Copy the listing below without alteration, from its opening line through the line containing "point(11, 278)", with both of those lines included.

::: Data for the task :::

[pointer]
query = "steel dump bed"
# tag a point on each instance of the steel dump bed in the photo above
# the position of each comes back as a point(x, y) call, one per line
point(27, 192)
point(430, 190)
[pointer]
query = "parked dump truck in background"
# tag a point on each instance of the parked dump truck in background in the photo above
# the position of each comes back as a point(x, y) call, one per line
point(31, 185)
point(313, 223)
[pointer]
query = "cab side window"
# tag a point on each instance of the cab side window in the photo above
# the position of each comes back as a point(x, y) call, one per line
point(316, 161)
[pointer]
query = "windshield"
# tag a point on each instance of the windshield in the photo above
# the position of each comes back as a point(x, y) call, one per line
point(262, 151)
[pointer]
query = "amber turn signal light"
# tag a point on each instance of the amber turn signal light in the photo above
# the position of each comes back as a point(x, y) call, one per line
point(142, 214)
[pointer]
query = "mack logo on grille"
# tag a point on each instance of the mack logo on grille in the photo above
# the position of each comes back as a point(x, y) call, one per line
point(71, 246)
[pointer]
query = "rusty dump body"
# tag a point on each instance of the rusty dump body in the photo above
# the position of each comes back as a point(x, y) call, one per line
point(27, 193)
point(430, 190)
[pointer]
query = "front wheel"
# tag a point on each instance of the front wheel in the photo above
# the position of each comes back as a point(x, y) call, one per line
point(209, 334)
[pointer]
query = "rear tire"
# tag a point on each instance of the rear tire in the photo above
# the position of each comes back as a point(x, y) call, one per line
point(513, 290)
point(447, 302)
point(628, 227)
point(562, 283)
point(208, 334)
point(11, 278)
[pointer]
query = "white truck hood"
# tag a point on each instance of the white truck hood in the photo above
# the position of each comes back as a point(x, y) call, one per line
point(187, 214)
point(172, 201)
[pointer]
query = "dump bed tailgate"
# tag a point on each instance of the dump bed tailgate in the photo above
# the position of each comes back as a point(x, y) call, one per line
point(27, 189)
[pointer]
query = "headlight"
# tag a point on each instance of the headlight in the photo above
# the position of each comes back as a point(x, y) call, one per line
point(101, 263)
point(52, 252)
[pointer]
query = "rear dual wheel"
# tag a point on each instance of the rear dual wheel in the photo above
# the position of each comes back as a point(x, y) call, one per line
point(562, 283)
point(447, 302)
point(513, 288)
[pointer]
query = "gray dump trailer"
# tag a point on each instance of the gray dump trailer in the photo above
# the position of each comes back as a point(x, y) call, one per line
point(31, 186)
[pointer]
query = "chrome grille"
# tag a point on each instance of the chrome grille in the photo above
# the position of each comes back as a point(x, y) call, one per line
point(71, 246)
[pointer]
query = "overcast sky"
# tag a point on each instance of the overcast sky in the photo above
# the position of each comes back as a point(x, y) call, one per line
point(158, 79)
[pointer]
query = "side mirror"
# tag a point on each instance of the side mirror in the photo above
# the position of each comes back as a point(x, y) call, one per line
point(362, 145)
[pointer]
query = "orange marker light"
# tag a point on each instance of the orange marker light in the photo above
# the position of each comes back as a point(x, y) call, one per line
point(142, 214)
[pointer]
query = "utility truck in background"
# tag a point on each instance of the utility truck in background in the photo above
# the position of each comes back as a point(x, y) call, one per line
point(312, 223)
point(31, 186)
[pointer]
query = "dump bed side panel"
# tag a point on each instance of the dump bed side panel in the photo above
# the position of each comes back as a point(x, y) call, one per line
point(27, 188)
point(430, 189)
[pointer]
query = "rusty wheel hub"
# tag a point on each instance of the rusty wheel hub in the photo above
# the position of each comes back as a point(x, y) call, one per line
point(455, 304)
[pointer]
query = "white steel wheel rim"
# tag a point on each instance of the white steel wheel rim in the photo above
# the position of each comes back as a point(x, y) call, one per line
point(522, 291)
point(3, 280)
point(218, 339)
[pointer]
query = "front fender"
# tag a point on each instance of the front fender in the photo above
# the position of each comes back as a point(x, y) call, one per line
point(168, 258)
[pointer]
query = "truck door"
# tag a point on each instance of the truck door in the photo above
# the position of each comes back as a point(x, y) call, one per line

:::

■ Task response ■
[pointer]
query = "steel dump bed"
# tag a point on each instance of the steel dump bed in the photo above
# the position of each comes back as a point(x, y) call, one per line
point(27, 192)
point(430, 190)
[pointer]
query = "parked dump truck in background"
# tag a point on each instance of the parked dump truck in background in the photo above
# the position of each comes back as a point(x, y) call, one per line
point(31, 185)
point(313, 223)
[pointer]
query = "cab side window"
# tag a point on each instance of the cab side window in the photo above
# the position of each comes back as a point(x, y) call, one per line
point(316, 161)
[pointer]
query = "windshield"
# tag a point on each instance of the windshield in the photo above
# the position of each comes back as a point(x, y) call, one per line
point(262, 151)
[pointer]
query = "amber turn signal light"
# tag a point on each instance of the amber turn signal light in the photo above
# the position of each comes back as a point(x, y) call, one per line
point(142, 214)
[pointer]
query = "mack logo on grille"
# tag a point on each instance of the mack logo on grille in the photo above
# the position of each comes back as a point(x, y) call, one per line
point(71, 246)
[pointer]
query = "rusty dump body"
# tag a point on each instance of the rusty dump body in the photo above
# the position of each comes back as a point(x, y) call, one per line
point(27, 193)
point(430, 190)
[pointer]
query = "front wheel"
# tag a point on each instance of the front wheel in the photo above
# the position of each comes back as a point(x, y) call, one per line
point(209, 334)
[pointer]
query = "rear tire"
# tag a point on each instance of the rear tire in the photo above
# the position of each comes back as a point(x, y) call, one per line
point(513, 290)
point(447, 302)
point(628, 227)
point(562, 283)
point(208, 334)
point(11, 278)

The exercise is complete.